## [Description of the task]
Each line from the one containing "Object query: blue padding" through the last line of the entries below is to be transcribed exactly. Nothing else belongs in the reply.

[[ Data for this exercise open ]]

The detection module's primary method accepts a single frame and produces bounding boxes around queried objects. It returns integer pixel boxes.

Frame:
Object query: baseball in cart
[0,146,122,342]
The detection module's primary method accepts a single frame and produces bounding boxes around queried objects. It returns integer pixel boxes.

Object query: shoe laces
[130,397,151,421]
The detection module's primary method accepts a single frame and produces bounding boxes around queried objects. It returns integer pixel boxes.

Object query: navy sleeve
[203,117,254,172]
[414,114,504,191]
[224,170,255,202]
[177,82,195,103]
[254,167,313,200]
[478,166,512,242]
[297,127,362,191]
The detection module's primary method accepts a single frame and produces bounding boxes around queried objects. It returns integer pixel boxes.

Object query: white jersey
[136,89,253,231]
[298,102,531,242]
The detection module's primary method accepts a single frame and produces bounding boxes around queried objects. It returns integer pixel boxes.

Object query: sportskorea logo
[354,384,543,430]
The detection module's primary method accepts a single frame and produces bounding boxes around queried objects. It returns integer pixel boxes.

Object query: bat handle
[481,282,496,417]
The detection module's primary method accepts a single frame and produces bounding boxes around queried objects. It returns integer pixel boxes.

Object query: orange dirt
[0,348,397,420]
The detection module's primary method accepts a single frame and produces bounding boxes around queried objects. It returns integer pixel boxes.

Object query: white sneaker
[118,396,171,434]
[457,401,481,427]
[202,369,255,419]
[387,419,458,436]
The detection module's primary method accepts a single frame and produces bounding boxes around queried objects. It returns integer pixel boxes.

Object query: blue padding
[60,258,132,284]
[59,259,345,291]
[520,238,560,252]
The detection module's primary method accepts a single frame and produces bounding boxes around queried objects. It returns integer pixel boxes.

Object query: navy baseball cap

[[ Data for this exercise closed ]]

## [Exercise result]
Object query: blue padding
[60,258,132,284]
[59,259,345,291]
[520,238,560,252]
The detection module's primary method accepts a single frame and produces bounding boxes around queried objects. It returns integer pixel boxes.

Object query: navy baseball cap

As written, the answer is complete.